Problem statement:
Reproduce every line of the material below, including each request, with each pixel coordinate in the answers multiplied by 1.6 and rounded to a whole number, halves rounding up. Omit the pictures from your reply.
Start Material
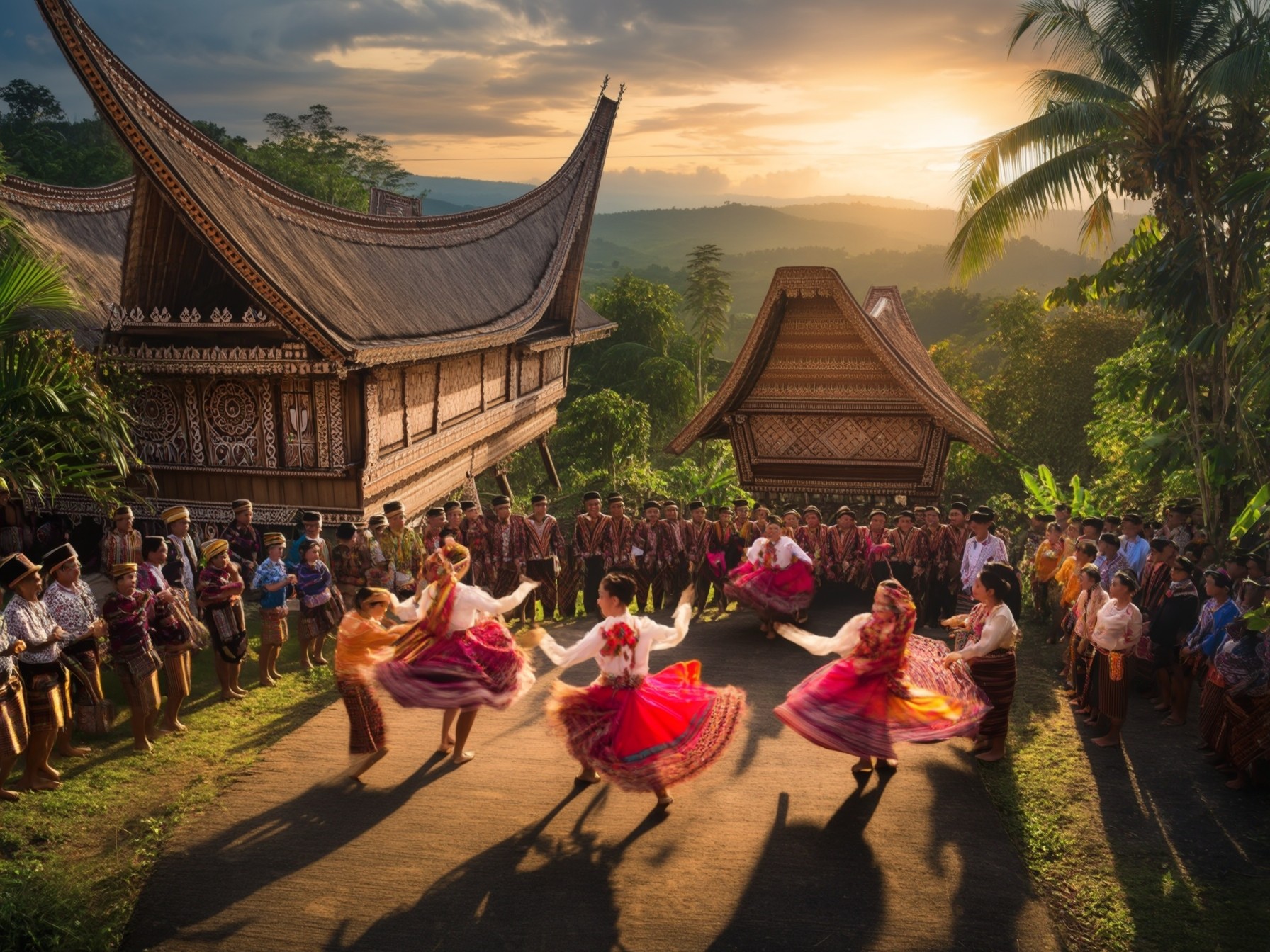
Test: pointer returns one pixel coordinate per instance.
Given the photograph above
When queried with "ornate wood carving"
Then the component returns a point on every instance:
(232, 414)
(300, 445)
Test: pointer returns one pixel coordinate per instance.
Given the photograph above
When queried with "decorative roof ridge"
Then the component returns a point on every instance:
(304, 210)
(807, 280)
(97, 200)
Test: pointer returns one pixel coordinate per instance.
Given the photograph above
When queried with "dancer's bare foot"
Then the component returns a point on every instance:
(366, 763)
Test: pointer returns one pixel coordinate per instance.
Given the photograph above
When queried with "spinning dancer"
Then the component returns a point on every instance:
(644, 732)
(775, 579)
(454, 659)
(889, 686)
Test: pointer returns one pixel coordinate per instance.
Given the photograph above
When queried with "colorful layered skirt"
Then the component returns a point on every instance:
(772, 591)
(648, 734)
(482, 667)
(861, 710)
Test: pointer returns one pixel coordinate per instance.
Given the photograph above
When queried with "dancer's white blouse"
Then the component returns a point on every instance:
(652, 638)
(787, 551)
(1000, 630)
(1118, 628)
(471, 604)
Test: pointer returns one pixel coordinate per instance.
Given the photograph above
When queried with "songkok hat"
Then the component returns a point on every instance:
(14, 569)
(59, 556)
(1220, 577)
(213, 548)
(174, 514)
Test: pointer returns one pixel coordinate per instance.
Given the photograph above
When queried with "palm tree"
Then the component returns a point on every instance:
(61, 429)
(1161, 101)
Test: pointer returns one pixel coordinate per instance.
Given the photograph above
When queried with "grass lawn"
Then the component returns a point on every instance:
End Material
Response to the task:
Test: pointer returns one pixel coordinate per instance.
Given the photograph above
When queried with "ornate wood carving"
Then the component returns a point on every instance:
(371, 662)
(480, 712)
Test: pointer returns one pixel coordinate per instance.
Given the photograph above
When queried with "decorative roof ridge"
Then the component returns a point on every instance:
(486, 336)
(1291, 448)
(155, 320)
Test: pointer returns one pixel coordinate per instance.
Given the photograph above
When queried with "dancer's bare foot"
Then the component returns a point on every instance:
(586, 1221)
Test: pointer returns one pixel coordinate per instance.
Given the photograph above
When queried with "spinning dancer"
Then the component returns a point on every instance:
(1030, 1171)
(1240, 926)
(726, 1054)
(1422, 1098)
Test: pointer returns one pixel coordinate per instance.
Given the photograph above
When queried with "colorful layered skirt"
Then the component returns a point on every instance:
(1235, 946)
(1037, 1174)
(771, 1067)
(1378, 1136)
Test: pointer returns one pixel coordinate per instance.
Given the photograph above
When queried with "dancer's white blouse"
Then the component returns a point on every instance:
(1043, 1021)
(1259, 882)
(1600, 1008)
(1789, 1005)
(754, 966)
Test: pointer returns one pixel coordinate per instance.
Given the photograph above
When queried with "songkok hat"
Then the component returns a point on every instance:
(22, 910)
(94, 890)
(1952, 923)
(341, 877)
(278, 822)
Test: pointer returns one pixel coordinate per instance.
Given the photograph above
When queried with "palm tree"
Then the component returns a point on every instance:
(98, 686)
(1858, 162)
Test: pointer returns one pixel coordinate per instance.
Given the photograph above
When queried with "grass lawn"
Then the component returns a point on every instance:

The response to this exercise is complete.